BEGIN LISTING
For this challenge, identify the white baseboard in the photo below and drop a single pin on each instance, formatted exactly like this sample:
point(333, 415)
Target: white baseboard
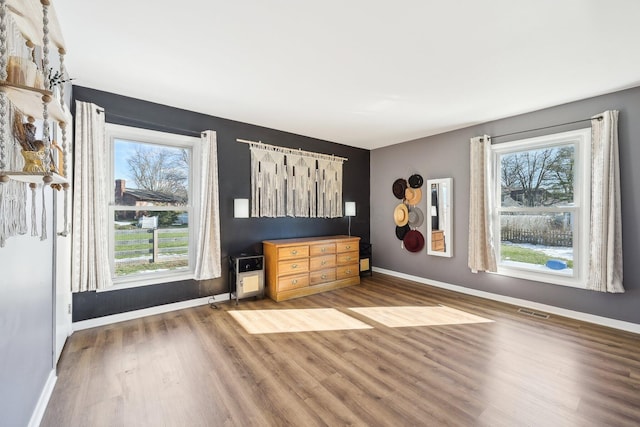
point(136, 314)
point(43, 401)
point(586, 317)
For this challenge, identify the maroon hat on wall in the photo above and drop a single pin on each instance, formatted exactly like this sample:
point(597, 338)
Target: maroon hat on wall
point(413, 241)
point(401, 231)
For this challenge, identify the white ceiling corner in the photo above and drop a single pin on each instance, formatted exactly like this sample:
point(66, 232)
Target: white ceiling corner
point(365, 73)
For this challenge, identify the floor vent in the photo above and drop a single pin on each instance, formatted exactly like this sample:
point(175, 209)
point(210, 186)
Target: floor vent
point(533, 313)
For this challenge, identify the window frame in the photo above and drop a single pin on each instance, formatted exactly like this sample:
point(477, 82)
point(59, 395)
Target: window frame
point(128, 133)
point(581, 139)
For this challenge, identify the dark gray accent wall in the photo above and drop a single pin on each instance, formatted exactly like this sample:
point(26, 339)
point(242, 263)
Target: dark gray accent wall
point(447, 155)
point(26, 320)
point(237, 235)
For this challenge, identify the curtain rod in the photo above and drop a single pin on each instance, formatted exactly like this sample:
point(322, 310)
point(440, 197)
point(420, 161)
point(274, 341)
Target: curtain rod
point(545, 127)
point(292, 150)
point(172, 129)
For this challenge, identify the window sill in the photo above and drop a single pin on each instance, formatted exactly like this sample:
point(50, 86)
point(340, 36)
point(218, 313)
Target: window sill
point(540, 273)
point(138, 281)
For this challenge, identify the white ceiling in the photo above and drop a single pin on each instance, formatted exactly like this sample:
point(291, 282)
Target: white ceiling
point(365, 73)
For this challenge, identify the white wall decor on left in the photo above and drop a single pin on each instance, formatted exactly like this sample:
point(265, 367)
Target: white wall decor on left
point(35, 137)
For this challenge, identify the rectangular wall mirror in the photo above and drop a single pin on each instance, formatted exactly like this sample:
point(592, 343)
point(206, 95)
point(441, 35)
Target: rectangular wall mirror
point(439, 217)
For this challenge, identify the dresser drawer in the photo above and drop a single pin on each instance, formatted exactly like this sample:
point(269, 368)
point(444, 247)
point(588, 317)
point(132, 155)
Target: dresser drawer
point(322, 276)
point(345, 271)
point(325, 248)
point(348, 257)
point(293, 266)
point(321, 262)
point(290, 252)
point(347, 246)
point(293, 282)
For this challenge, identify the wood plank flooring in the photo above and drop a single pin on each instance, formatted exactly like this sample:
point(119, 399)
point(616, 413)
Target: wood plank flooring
point(198, 367)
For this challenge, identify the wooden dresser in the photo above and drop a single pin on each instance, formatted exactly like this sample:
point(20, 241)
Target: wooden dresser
point(305, 266)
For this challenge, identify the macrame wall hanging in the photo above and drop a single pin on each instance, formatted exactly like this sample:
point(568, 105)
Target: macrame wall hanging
point(296, 183)
point(14, 139)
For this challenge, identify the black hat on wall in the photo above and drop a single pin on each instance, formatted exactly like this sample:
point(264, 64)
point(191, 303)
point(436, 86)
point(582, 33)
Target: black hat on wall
point(399, 186)
point(415, 181)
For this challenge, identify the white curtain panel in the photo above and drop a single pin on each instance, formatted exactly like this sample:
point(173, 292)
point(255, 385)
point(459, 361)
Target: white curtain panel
point(481, 245)
point(605, 243)
point(91, 264)
point(268, 183)
point(208, 262)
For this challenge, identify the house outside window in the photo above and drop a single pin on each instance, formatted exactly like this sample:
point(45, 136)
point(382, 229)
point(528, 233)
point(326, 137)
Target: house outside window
point(540, 207)
point(152, 212)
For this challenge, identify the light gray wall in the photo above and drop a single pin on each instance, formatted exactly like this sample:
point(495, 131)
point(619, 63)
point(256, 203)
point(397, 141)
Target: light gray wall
point(26, 320)
point(447, 155)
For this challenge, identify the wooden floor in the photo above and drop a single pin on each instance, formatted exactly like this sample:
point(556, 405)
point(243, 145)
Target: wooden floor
point(198, 367)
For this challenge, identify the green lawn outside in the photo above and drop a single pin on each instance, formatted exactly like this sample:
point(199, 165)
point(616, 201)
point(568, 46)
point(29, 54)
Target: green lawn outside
point(526, 255)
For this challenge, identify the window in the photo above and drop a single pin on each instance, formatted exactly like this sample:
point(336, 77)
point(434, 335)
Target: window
point(152, 209)
point(540, 207)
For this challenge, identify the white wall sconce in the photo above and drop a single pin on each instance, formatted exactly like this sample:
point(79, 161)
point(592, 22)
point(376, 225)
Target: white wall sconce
point(349, 211)
point(241, 208)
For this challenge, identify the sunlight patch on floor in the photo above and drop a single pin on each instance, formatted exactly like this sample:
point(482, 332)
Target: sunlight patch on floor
point(396, 317)
point(295, 320)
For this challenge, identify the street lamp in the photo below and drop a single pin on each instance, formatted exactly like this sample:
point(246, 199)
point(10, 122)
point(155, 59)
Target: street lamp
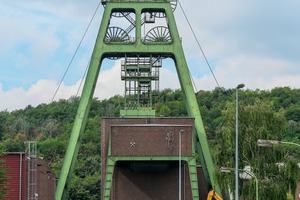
point(270, 143)
point(228, 170)
point(236, 143)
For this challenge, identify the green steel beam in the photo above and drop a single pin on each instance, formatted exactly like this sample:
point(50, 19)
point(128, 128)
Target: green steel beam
point(101, 51)
point(82, 114)
point(192, 105)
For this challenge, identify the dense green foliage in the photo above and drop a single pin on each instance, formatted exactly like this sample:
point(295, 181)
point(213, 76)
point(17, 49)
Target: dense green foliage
point(51, 124)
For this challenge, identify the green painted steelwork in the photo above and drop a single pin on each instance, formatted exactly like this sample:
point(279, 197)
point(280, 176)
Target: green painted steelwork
point(134, 48)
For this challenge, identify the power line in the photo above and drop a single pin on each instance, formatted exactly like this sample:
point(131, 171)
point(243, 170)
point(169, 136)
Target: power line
point(75, 53)
point(199, 44)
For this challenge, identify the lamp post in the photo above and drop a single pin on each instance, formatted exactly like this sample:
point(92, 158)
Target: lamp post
point(236, 143)
point(228, 170)
point(270, 143)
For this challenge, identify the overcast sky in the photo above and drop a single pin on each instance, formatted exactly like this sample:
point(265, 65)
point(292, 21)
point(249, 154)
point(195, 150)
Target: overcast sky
point(255, 42)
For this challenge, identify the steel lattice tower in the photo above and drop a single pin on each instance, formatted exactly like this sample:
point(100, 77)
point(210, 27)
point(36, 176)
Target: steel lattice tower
point(149, 35)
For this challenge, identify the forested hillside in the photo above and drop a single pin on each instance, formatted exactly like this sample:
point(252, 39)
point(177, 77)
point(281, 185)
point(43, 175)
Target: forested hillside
point(51, 124)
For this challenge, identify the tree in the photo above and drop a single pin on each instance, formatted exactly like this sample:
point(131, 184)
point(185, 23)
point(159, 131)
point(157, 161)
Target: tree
point(3, 177)
point(256, 121)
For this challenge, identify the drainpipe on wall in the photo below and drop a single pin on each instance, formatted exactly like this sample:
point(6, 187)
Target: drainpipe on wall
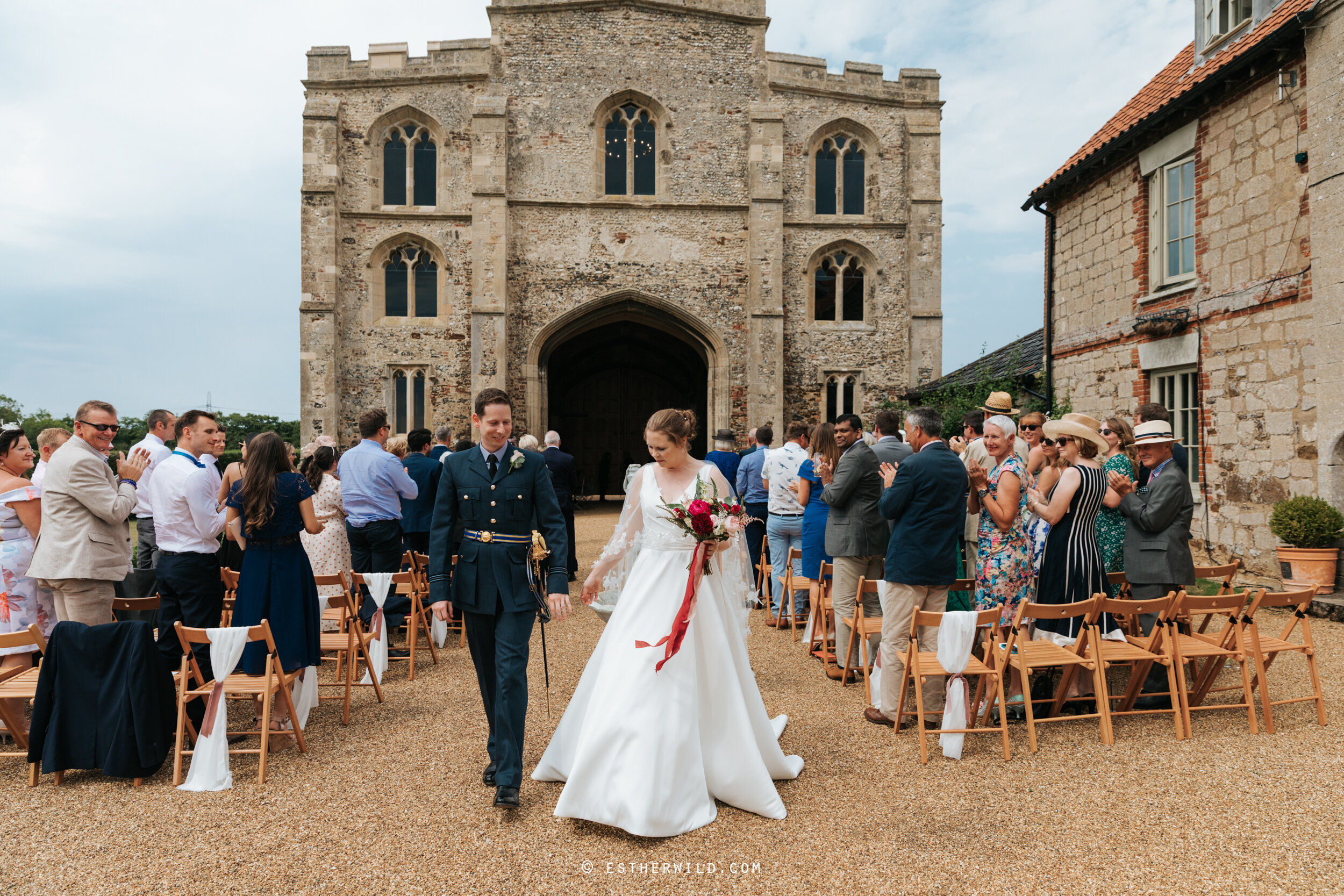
point(1050, 302)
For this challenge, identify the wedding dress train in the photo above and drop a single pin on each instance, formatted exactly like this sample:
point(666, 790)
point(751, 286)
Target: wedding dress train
point(651, 751)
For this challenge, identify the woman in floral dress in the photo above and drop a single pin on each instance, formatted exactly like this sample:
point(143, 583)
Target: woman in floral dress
point(999, 496)
point(22, 601)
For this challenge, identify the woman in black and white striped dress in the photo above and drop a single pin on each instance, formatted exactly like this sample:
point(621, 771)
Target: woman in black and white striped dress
point(1073, 567)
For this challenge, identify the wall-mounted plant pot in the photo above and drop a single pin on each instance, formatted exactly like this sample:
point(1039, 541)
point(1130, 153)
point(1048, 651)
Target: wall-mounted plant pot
point(1310, 566)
END LISTING
*TASK TO COMPLETE:* Reproduce the material above in full and without alteration, but skip all pictures.

*COMPLETE OUTPUT:*
For this challenge, identify the white baseboard in the photo below and drop a single pin on each instance, formatted exactly like this sample:
point(333, 415)
Target: white baseboard
point(136, 314)
point(43, 401)
point(586, 317)
For this challenge, identify the maroon hat on wall in the photo above and drop a single pin on each instance, formatted exactly like this sample:
point(597, 338)
Target: maroon hat on wall
point(413, 241)
point(401, 231)
For this challenge, identify the white ceiling corner in the photo above and drop a single pin on each instance, formatted exactly like this sample:
point(66, 232)
Target: white ceiling corner
point(365, 73)
For this challenge, identify the floor vent in the photo above and drop a single pin on each instance, formatted exactly like this sample:
point(175, 209)
point(210, 186)
Target: floor vent
point(533, 313)
For this challenge, identify the window frame in the photo above and drop a single pin on each instance, formatted exactly like this sample:
point(477, 82)
point(59, 395)
Target: window frame
point(128, 133)
point(581, 139)
For this challenge, identify the dark gray accent wall in the photo above and drop a single pin on each instance, formatted exactly like this sample:
point(26, 339)
point(242, 263)
Target: dark gray accent wall
point(447, 155)
point(26, 320)
point(237, 235)
For this challenge, identify the curtain rod in the photo above and drop a single pin on each instance, formatted exactly like this sample:
point(322, 310)
point(440, 197)
point(420, 161)
point(274, 341)
Target: curtain rod
point(545, 127)
point(292, 150)
point(172, 129)
For this challenge, identify the window sill in the photo above and drop a single pin on each instance, formatted exactly like this sample:
point(50, 86)
point(340, 36)
point(218, 313)
Target: window sill
point(540, 273)
point(138, 281)
For this challenge, identify the white ceiling in the photo above and drop a single pin on each instance, formatted exactly like this sample:
point(291, 282)
Target: white ceiling
point(365, 73)
For this challenge, identify the white wall decor on left in the photo above and drop a single pin on each instance, formatted exactly like this sample:
point(265, 367)
Target: white wall decor on left
point(35, 137)
For this challenge, identify the rectangular wall mirror in the photo above and drop a single pin on each instance, formatted exactly like this sample:
point(592, 343)
point(206, 95)
point(441, 35)
Target: rectangular wall mirror
point(439, 217)
For this challenge, identify the dresser drawer in the photo above and drop a single pin on each instance, formatted exactly like this sample:
point(269, 368)
point(444, 247)
point(588, 317)
point(132, 155)
Target: dresser drawer
point(322, 276)
point(345, 271)
point(325, 248)
point(348, 257)
point(293, 266)
point(321, 262)
point(290, 252)
point(347, 246)
point(293, 282)
For this challenge, identify the wood plank flooring in the photo above and drop a single pin on each instance, formatted exactly like this sample:
point(119, 399)
point(616, 413)
Target: wood plank flooring
point(198, 367)
For this challenge, identify the wooden dresser in the photo above and drop a single pin on each instance, formatted exactly like this sample:
point(20, 241)
Target: wooden dresser
point(305, 266)
For this challenge, identify the macrame wall hanging in the photo above and drop a single pin on each instance, formatted exactly like this sample:
point(568, 105)
Target: macrame wall hanging
point(296, 183)
point(14, 139)
For this challenge, identify the black hat on wall in the photo above and drop a single pin on each instance, formatted exactly like this sample:
point(264, 64)
point(191, 303)
point(436, 86)
point(582, 33)
Target: black hat on wall
point(399, 186)
point(415, 181)
For this challenge, identify the white curtain panel in the photo above and drop a single pin on each instance, formatted exactly like this sample:
point(173, 292)
point(255, 385)
point(459, 361)
Target: white curtain panel
point(481, 245)
point(605, 243)
point(91, 264)
point(268, 183)
point(208, 262)
For this challenge, identify the house outside window in the photo above and drop a single pin on each instance, formatted exactly like this sample:
point(45, 136)
point(382, 229)
point(528, 233)
point(326, 137)
Target: house outside window
point(540, 207)
point(152, 212)
For this challenge, identify the light gray wall in the photo above and drop a single pin on each instance, formatted exactly like this sample:
point(495, 131)
point(619, 63)
point(256, 203)
point(397, 141)
Target: light gray wall
point(26, 320)
point(447, 155)
For this challenge, identify the wooden floor in the photo above and drop a single pin on each instance, formatted exactly like this sample:
point(556, 405)
point(243, 145)
Target: wooden floor
point(198, 367)
For this challenge, identify the green lawn outside in the photo above and drop a single pin on each instance, formatted exactly like this sample:
point(199, 165)
point(616, 201)
point(568, 46)
point(29, 54)
Target: green lawn outside
point(526, 255)
For this challenge, identify the window in the photo above and drop a single pin on each instance, formatted exactly like this sample:
point(336, 77)
point(434, 335)
Target: window
point(152, 209)
point(540, 207)
For this challenge, identify the white wall sconce in the photo above and drop a single pin on each instance, formatted exactly like this sample:
point(79, 161)
point(592, 22)
point(376, 225)
Target: white wall sconce
point(349, 211)
point(241, 208)
For this challenge, identify the sunlight patch on floor in the photo above and drop a single pin on each instance, formatted exactly like this sample:
point(482, 332)
Target: sunlight patch on floor
point(396, 317)
point(295, 320)
For this challenge, identify the street lamp in the photo below and drop a single pin on each instance, formatted exactly like this sample:
point(246, 199)
point(10, 122)
point(155, 59)
Target: street lamp
point(270, 143)
point(228, 170)
point(236, 143)
For this challenge, identify the green steel beam in the photo above and drop a single pin on each instance, formatted exactly like this sample:
point(50, 19)
point(128, 128)
Target: green steel beam
point(101, 51)
point(82, 114)
point(192, 105)
For this challenge, identify the dense green foliage in the photo above and drop a single pin on each instance, formatted exactly like this sample:
point(295, 181)
point(213, 76)
point(17, 49)
Target: dense green foliage
point(51, 124)
For this challenge, identify the green painted steelwork in the photo above and drop a single pin on each instance, formatted exactly like this sample:
point(279, 197)
point(280, 176)
Target: green painted steelwork
point(134, 48)
For this challenge, identify the power line in the photo above and drop a single pin on each instance, formatted exactly like this sample:
point(131, 171)
point(243, 170)
point(169, 136)
Target: power line
point(75, 53)
point(199, 44)
For this challenge, identify the lamp post in the photo above and drop a single pin on each instance, formatted exactly like this sample:
point(92, 158)
Target: lamp post
point(236, 143)
point(228, 170)
point(270, 143)
For this challenge, identify the overcast sky in the photo above and drop a single pin on each instance, formatted exactly like this sample:
point(265, 65)
point(292, 21)
point(249, 154)
point(195, 150)
Target: overcast sky
point(255, 42)
For this challenge, identify the steel lattice tower in the photo above and drop a single pin on each instance, formatted exactly like this sample:
point(100, 77)
point(210, 27)
point(36, 176)
Target: steel lattice tower
point(149, 35)
For this challenge, identify the forested hillside in the photo above and drop a single pin on each instance, formatted exactly like this sample:
point(252, 39)
point(177, 77)
point(281, 185)
point(43, 175)
Target: forested hillside
point(51, 124)
For this challenge, identify the tree in the photo above and drop a single pin on each instance, formatted exactly like this sample:
point(131, 184)
point(185, 23)
point(159, 131)
point(157, 161)
Target: tree
point(3, 177)
point(256, 121)
For this challenge, identify the drainpipe on wall in the photo below and drop a single pin on each instance, formatted exactly like this sample:
point(6, 187)
Target: drainpipe on wall
point(1050, 302)
For this challenge, identify the wedding dress train in the photo above and drop a single pin on each instance, formatted exactly like this sample:
point(666, 790)
point(751, 286)
Target: wedding dress train
point(651, 751)
For this challenge, identify the woman in floral dress in the photo above and drop a single pin on each instance, formatted exactly like this sample:
point(143, 583)
Target: woman in floral dress
point(999, 496)
point(22, 601)
For this challenge, identify the woman in black and white striped dress in the photo above and drop a single pin on each instance, formatted exactly like this sample:
point(621, 771)
Target: woman in black and white striped dress
point(1073, 567)
For this challenge, identify the wall-mounted plant pot in the photo above and drop a single pin on each instance, formatted exactly like this sample:
point(1039, 541)
point(1130, 153)
point(1048, 651)
Target: wall-mounted plant pot
point(1310, 566)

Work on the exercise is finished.